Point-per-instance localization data
□ □ □ □ □
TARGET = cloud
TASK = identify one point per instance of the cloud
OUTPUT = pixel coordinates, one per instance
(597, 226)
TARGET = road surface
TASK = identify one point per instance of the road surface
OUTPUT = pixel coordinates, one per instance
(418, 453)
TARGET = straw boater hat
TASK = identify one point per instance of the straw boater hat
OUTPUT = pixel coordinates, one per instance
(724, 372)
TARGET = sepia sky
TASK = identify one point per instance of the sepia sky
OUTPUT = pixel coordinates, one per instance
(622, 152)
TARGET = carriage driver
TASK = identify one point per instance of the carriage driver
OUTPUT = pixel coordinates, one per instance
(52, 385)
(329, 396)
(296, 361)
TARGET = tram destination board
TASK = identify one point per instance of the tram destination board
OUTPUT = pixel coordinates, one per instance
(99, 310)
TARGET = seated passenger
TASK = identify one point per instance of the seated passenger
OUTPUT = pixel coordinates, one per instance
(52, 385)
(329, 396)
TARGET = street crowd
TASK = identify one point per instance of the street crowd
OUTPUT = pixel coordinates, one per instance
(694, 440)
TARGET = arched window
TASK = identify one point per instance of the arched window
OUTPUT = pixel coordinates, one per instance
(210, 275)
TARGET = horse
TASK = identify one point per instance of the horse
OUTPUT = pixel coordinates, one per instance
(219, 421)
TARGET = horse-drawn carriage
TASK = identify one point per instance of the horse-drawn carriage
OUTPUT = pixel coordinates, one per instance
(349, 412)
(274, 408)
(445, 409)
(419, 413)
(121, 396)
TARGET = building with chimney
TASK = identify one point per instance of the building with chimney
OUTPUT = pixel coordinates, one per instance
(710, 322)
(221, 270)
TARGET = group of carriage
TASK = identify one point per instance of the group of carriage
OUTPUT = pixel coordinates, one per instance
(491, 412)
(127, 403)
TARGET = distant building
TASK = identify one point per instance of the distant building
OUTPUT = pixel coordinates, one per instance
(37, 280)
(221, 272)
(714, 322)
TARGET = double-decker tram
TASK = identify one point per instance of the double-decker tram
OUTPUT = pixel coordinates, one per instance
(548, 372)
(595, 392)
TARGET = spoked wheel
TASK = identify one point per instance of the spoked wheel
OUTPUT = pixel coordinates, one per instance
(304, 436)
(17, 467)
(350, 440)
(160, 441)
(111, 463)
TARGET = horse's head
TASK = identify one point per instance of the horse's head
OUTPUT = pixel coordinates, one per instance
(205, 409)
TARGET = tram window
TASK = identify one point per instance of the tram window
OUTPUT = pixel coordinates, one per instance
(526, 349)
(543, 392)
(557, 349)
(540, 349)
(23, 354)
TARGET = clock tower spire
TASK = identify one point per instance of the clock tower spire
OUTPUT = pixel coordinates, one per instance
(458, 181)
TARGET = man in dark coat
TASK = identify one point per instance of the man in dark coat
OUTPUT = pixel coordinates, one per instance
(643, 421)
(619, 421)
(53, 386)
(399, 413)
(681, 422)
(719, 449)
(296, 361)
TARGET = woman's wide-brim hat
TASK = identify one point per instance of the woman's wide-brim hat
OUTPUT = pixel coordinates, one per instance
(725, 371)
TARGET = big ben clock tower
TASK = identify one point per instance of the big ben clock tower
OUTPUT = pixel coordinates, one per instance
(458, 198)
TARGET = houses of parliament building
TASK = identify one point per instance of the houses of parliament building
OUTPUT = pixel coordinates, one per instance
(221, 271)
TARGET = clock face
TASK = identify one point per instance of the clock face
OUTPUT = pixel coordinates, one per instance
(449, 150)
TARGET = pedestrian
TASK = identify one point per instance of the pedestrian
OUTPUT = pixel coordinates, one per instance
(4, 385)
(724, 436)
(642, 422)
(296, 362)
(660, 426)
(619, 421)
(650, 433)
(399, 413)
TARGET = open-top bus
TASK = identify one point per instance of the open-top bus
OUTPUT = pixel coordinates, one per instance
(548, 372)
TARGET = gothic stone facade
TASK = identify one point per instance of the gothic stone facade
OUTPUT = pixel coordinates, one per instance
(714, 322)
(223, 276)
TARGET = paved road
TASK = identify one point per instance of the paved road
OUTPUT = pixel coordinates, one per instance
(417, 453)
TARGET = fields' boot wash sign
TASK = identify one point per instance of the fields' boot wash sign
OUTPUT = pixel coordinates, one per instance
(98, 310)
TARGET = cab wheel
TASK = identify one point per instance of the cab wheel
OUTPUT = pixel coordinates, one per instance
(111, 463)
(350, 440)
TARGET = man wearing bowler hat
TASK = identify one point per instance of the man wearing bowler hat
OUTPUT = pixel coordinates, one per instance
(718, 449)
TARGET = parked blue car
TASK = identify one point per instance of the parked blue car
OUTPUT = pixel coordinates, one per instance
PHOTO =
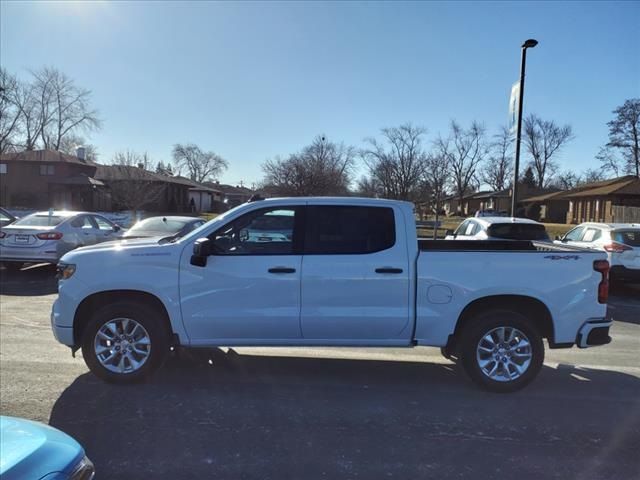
(34, 451)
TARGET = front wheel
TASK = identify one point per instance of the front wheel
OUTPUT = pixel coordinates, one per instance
(125, 342)
(501, 350)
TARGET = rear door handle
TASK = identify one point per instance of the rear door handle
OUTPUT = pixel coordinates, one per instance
(282, 270)
(388, 270)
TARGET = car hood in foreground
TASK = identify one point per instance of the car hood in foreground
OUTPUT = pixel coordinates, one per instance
(32, 450)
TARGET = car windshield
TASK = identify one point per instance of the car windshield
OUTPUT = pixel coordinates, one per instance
(628, 237)
(36, 220)
(518, 231)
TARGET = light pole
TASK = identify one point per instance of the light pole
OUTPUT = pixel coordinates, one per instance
(514, 190)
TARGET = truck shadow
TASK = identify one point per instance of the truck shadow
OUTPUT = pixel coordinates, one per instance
(250, 416)
(29, 281)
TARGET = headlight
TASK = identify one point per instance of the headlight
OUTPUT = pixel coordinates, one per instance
(65, 270)
(83, 471)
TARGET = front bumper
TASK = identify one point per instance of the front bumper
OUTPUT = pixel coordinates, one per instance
(29, 255)
(63, 334)
(593, 333)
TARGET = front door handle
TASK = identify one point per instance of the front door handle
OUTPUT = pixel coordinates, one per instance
(282, 270)
(388, 270)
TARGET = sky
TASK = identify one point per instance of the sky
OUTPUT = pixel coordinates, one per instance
(251, 81)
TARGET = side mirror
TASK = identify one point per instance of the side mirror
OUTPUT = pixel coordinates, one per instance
(201, 250)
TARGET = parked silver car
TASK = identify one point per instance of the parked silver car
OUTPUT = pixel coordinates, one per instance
(44, 237)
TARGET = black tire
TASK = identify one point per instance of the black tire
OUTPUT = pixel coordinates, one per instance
(153, 322)
(483, 324)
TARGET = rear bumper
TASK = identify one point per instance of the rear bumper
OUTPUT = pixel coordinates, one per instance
(593, 333)
(47, 254)
(620, 272)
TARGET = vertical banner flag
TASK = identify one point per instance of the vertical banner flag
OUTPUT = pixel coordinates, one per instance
(513, 106)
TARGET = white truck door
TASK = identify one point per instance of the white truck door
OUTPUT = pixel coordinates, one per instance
(249, 291)
(355, 274)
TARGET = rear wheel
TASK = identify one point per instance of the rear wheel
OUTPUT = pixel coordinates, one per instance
(125, 342)
(501, 350)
□ □ □ □ □
#### [Task requirements]
Go through the records above, find each line with the string "distant", and copy it.

#### [Solution to this problem]
TARGET = distant building
TASK = identify one point per instance of the distant building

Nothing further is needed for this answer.